### Your assignment
Each record has to be returned exactly as it appears.

[[ Records to process open ]]

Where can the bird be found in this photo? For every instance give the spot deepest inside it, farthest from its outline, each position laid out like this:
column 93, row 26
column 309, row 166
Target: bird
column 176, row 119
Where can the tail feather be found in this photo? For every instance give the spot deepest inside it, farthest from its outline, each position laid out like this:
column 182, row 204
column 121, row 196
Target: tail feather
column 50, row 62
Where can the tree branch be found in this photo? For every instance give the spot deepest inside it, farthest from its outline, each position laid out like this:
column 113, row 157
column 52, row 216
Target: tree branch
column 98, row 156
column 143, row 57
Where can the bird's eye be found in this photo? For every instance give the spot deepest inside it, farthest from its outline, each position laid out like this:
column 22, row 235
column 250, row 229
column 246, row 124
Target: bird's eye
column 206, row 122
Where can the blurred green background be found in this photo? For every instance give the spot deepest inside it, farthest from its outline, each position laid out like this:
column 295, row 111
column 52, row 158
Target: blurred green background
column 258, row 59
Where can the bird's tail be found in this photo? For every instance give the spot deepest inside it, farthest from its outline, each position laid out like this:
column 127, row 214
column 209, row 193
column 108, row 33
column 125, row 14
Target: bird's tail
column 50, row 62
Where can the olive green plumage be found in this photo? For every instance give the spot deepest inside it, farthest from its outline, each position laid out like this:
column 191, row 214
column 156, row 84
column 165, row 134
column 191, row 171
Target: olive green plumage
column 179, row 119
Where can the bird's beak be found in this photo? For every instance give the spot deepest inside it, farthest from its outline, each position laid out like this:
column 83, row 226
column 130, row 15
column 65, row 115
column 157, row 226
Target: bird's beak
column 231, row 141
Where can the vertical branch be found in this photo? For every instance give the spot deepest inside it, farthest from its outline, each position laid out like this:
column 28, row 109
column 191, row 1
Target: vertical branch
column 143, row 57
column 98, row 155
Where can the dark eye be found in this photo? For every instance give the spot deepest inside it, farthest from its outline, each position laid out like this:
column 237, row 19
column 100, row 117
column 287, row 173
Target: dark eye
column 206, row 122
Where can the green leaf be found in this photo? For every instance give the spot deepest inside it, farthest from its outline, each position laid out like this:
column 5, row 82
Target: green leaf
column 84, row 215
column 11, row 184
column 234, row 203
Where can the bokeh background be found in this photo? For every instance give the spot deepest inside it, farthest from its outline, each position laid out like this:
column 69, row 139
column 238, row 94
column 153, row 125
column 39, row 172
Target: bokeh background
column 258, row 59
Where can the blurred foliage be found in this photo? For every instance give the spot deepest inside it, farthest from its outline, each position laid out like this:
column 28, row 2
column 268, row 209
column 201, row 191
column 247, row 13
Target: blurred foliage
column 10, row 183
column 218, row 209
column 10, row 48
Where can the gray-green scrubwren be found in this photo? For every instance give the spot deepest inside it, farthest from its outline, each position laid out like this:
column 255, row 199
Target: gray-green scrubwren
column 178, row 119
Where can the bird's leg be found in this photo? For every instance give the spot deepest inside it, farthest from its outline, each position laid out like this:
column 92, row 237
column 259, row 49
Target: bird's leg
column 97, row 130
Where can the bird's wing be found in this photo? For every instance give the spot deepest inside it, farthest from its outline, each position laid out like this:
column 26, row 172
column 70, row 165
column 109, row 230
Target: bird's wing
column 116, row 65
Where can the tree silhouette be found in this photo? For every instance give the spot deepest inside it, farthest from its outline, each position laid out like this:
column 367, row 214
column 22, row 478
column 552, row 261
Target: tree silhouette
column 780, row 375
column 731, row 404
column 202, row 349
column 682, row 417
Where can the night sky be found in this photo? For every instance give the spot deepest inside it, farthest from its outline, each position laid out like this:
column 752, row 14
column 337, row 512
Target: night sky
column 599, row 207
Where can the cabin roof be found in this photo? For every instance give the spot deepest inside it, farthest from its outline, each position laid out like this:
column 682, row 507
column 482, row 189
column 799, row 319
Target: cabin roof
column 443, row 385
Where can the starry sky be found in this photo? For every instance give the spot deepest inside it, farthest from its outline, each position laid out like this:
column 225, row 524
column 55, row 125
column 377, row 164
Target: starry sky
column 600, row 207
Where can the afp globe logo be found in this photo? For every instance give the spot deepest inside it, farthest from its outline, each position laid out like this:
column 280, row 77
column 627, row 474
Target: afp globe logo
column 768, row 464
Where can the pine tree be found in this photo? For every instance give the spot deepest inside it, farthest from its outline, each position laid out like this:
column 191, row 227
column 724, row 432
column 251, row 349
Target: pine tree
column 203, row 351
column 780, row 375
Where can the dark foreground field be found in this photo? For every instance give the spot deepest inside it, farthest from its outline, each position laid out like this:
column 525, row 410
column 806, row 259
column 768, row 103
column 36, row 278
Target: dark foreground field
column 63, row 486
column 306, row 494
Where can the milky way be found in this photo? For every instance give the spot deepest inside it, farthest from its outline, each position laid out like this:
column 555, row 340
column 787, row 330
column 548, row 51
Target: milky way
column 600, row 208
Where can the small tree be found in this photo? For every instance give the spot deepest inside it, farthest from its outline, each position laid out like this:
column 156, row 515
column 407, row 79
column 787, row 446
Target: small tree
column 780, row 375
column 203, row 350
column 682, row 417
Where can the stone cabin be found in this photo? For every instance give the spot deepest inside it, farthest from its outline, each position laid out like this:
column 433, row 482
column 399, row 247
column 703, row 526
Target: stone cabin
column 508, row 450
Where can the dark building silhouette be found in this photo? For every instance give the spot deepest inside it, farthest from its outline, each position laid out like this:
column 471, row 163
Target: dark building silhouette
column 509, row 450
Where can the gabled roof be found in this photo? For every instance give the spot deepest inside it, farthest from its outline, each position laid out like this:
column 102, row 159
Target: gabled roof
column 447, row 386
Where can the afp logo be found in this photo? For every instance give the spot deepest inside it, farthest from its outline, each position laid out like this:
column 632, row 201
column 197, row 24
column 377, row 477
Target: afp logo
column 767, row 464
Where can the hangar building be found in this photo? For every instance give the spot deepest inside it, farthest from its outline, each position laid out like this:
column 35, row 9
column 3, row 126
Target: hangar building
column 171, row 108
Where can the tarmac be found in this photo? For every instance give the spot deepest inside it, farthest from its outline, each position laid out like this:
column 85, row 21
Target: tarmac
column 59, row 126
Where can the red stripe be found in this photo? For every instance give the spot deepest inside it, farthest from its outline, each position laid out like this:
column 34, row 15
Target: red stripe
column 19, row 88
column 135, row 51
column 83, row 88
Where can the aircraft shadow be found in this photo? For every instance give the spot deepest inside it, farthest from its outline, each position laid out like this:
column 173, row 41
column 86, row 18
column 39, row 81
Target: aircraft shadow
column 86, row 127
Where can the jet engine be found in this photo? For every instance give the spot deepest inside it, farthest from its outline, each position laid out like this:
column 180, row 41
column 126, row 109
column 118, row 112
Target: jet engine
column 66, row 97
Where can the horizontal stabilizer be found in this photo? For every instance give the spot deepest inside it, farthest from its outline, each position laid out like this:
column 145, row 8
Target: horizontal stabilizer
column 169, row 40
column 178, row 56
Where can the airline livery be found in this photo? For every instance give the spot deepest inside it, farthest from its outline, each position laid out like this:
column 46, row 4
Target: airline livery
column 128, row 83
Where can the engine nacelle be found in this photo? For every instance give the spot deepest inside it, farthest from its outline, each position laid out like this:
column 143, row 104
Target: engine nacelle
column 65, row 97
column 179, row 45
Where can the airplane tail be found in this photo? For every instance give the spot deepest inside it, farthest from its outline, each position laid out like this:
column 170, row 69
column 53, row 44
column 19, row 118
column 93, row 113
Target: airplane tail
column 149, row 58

[[ Records to process closed ]]

### Exercise response
Where can the bird be found in this photo? For every instance give the spot deepest inside it, farthest from its outline, each position laid out like this:
column 93, row 26
column 309, row 166
Target: bird
column 176, row 119
Where can the tail feather be found in this photo? For every instance give the spot deepest inside it, farthest from its outline, each position laid out like this:
column 182, row 204
column 121, row 196
Target: tail feather
column 50, row 62
Where can the tree branch be found in this photo? For every instance give the spot deepest inside it, farthest from its outline, each position laid out like this:
column 113, row 157
column 52, row 216
Target: tree branch
column 98, row 156
column 143, row 57
Where can the bird's eye be found in this photo? For every instance give the spot deepest inside it, farthest from its outline, each position laid out like this:
column 22, row 235
column 250, row 229
column 246, row 124
Target: bird's eye
column 206, row 122
Where can the blurred green background be found in this photo? For every instance give the spot deepest inside it, farthest from its outline, each position laid out like this:
column 295, row 111
column 52, row 158
Target: blurred green background
column 258, row 59
Where can the bird's tail be found in this photo? For every instance give the spot deepest inside it, farthest from its outline, each position laid out like this:
column 127, row 214
column 209, row 193
column 108, row 33
column 125, row 14
Target: bird's tail
column 50, row 62
Where can the olive green plumage be found in this photo? For every instance give the spot deepest inside it, farthest from its outline, each position laid out like this:
column 191, row 214
column 156, row 84
column 165, row 134
column 191, row 171
Target: olive green plumage
column 179, row 119
Where can the bird's beak be found in this photo? For every instance give the spot deepest inside it, farthest from its outline, each position laid out like this:
column 83, row 226
column 130, row 15
column 65, row 115
column 157, row 226
Target: bird's beak
column 231, row 141
Where can the vertical branch be found in this photo? For every instance give the spot deepest inside it, farthest from its outline, each position laid out like this:
column 28, row 109
column 191, row 1
Target: vertical branch
column 143, row 57
column 98, row 155
Where can the dark eye be found in this photo? For every instance give the spot deepest inside it, farthest from its outline, each position laid out like this:
column 237, row 19
column 100, row 117
column 287, row 173
Target: dark eye
column 206, row 122
Where can the green leaf be found in this photo? For every instance give the spot deepest inside it, farthest from its outline, each position laid out like this:
column 5, row 82
Target: green leaf
column 84, row 215
column 11, row 184
column 234, row 203
Where can the bokeh background be found in this photo? For every instance give the spot deepest inside it, farthest from its outline, each position laid out like this:
column 69, row 139
column 238, row 94
column 153, row 125
column 39, row 172
Target: bokeh background
column 258, row 59
Where can the blurred foliage be found in this photo? For every instance give the spot deepest inside it, farthest from its outline, each position laid out like this:
column 28, row 2
column 268, row 209
column 201, row 191
column 247, row 13
Target: blurred foliage
column 10, row 183
column 218, row 209
column 10, row 48
Where can the gray-green scrubwren be found in this photo? For every instance give the spot deepest inside it, farthest from its outline, each position laid out like this:
column 255, row 199
Target: gray-green scrubwren
column 178, row 119
Where can the bird's leg be found in this photo? For every instance give the spot deepest inside it, farthest from its outline, each position laid out like this:
column 92, row 237
column 259, row 49
Target: bird's leg
column 97, row 130
Where can the bird's wing be found in this photo? For every instance give the spot deepest inside it, farthest from its outline, each position laid out like this:
column 26, row 172
column 70, row 165
column 109, row 230
Target: bird's wing
column 116, row 65
Where can the tree silhouette be found in this photo? For every instance give the spot deepest inside it, farthest from its outline, each position laid out like this:
column 367, row 214
column 22, row 478
column 552, row 261
Target: tree silhouette
column 780, row 375
column 731, row 404
column 202, row 349
column 682, row 417
Where can the night sky be found in this photo? For every instance give the spot deepest inside it, farthest from its outline, each position laid out like this:
column 752, row 14
column 337, row 512
Target: night sky
column 599, row 207
Where can the cabin roof be found in this photo? For every instance give the spot deepest inside it, farthest from its outline, each position laid out like this:
column 682, row 507
column 482, row 189
column 799, row 319
Target: cabin roof
column 443, row 385
Where can the starry sky be found in this photo? For every instance give the spot deepest inside it, farthest from its outline, each position laid out like this:
column 225, row 524
column 55, row 125
column 377, row 164
Target: starry sky
column 600, row 207
Where can the afp globe logo be found in this photo? For every instance give the spot deepest inside it, farthest from its outline, each position laid out like this:
column 280, row 77
column 627, row 474
Target: afp globe logo
column 768, row 464
Where can the pine tree be found in this photo? For every instance give the spot deepest inside it, farthest from its outline, each position laid out like this:
column 191, row 227
column 724, row 432
column 251, row 349
Target: pine tree
column 203, row 351
column 780, row 375
Where can the dark foreground field be found in this photo? For every instance give the spot deepest inside it, farthest from its outline, each position laid out like this:
column 525, row 410
column 806, row 259
column 768, row 103
column 36, row 278
Target: dark foreground field
column 63, row 486
column 306, row 494
Where can the milky way be found in this photo? For every instance give the spot deepest inside it, farthest from its outline, each position laid out like this:
column 555, row 340
column 787, row 330
column 548, row 51
Target: milky way
column 600, row 208
Where can the small tree be found in this photo? For every instance give the spot deepest inside it, farthest from its outline, each position laid out like this:
column 156, row 515
column 407, row 79
column 787, row 446
Target: small tree
column 780, row 375
column 203, row 350
column 682, row 417
Where can the stone cabin be found in this photo? For every instance give the spot deepest inside it, farthest from its outline, each position laid out like this:
column 433, row 482
column 399, row 247
column 703, row 526
Target: stone cabin
column 508, row 450
Where can the dark building silhouette be found in this photo? For every instance give the spot deepest inside it, farthest from its outline, each position laid out like this:
column 471, row 163
Target: dark building silhouette
column 509, row 450
Where can the gabled roof be found in this photo? For every instance give the spot deepest inside it, farthest from its outline, each position laid out like this:
column 102, row 159
Target: gabled roof
column 447, row 386
Where can the afp logo be found in this photo? For every instance give the spot deepest inside it, farthest from its outline, each position laid out like this:
column 632, row 201
column 197, row 24
column 377, row 477
Target: afp logo
column 767, row 464
Where can the hangar building be found in this photo? For every instance give the spot deepest inside it, farthest from its outline, each position laid out like this:
column 35, row 9
column 3, row 126
Target: hangar building
column 171, row 108
Where can the tarmac be found in this photo? For every instance give the spot deepest inside it, farthest from its outline, each position laid out like this:
column 85, row 21
Target: tarmac
column 59, row 126
Where can the red stripe be found in this photo? For every instance give the spot deepest inside it, farthest from its outline, each position laid out like this:
column 34, row 15
Target: red stripe
column 19, row 88
column 135, row 51
column 83, row 88
Where can the aircraft shadow be found in this photo? For every instance give the spot deepest inside it, farthest from its outline, each position laid out like this:
column 173, row 41
column 86, row 18
column 39, row 81
Target: aircraft shadow
column 86, row 127
Where can the jet engine be found in this photo? For every instance give the spot deepest inside it, farthest from its outline, each position laid out like this:
column 180, row 41
column 126, row 109
column 118, row 112
Target: jet engine
column 66, row 97
Where can the horizontal stabilizer be found in this photo? For every instance give the spot deepest inside it, farthest from its outline, each position laid out like this:
column 145, row 8
Target: horizontal stabilizer
column 169, row 40
column 178, row 56
Where can the airline livery be found in this photo? For every instance give the spot deepest inside it, farthest from its outline, each position laid out like this:
column 46, row 4
Target: airline livery
column 128, row 83
Where can the engine nacelle be found in this photo? For every instance give the spot deepest inside it, farthest from its outline, each position laid out like this:
column 143, row 104
Target: engine nacelle
column 65, row 97
column 179, row 45
Where can the airplane tail be found in this photo? For every instance give the spot deepest inside it, farthest from its outline, each position laid out like this:
column 170, row 69
column 53, row 44
column 19, row 118
column 93, row 113
Target: airplane tail
column 149, row 58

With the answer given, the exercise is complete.